▶ [Material for the task]
———
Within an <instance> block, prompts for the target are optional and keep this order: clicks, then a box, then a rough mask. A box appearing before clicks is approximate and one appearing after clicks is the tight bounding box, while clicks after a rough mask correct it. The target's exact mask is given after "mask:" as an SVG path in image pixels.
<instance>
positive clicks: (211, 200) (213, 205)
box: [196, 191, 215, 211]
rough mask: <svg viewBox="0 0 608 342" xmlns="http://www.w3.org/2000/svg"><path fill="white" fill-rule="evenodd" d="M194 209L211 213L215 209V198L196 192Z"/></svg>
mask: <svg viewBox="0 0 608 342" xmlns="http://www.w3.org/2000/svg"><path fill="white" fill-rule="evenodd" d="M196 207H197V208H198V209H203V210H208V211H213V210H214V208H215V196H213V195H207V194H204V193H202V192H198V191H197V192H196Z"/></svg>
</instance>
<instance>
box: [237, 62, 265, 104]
———
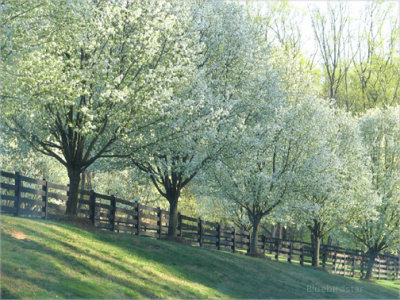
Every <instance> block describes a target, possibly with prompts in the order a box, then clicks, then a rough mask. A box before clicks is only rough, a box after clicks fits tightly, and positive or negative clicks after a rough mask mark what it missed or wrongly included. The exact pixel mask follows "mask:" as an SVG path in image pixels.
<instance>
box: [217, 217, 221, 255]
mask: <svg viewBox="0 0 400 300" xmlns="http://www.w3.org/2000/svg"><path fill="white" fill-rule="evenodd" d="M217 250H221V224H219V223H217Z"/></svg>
———
▶ [Exercise requirements]
Collect every line in both blocks above that contains the word "positive", and copy each one in full.

▶ [Result]
positive clicks: (211, 200) (213, 205)
Every <instance> block describes a target, possibly with prompts in the order a box, then clicks, then a rough mask. A box before clicks is only rough, a box after clicks fits tightly, and positive or negative clicks after a rough mask mark what it missed or wrongly included. The exact pixel mask follows "mask:" as an SVG path in image pixels.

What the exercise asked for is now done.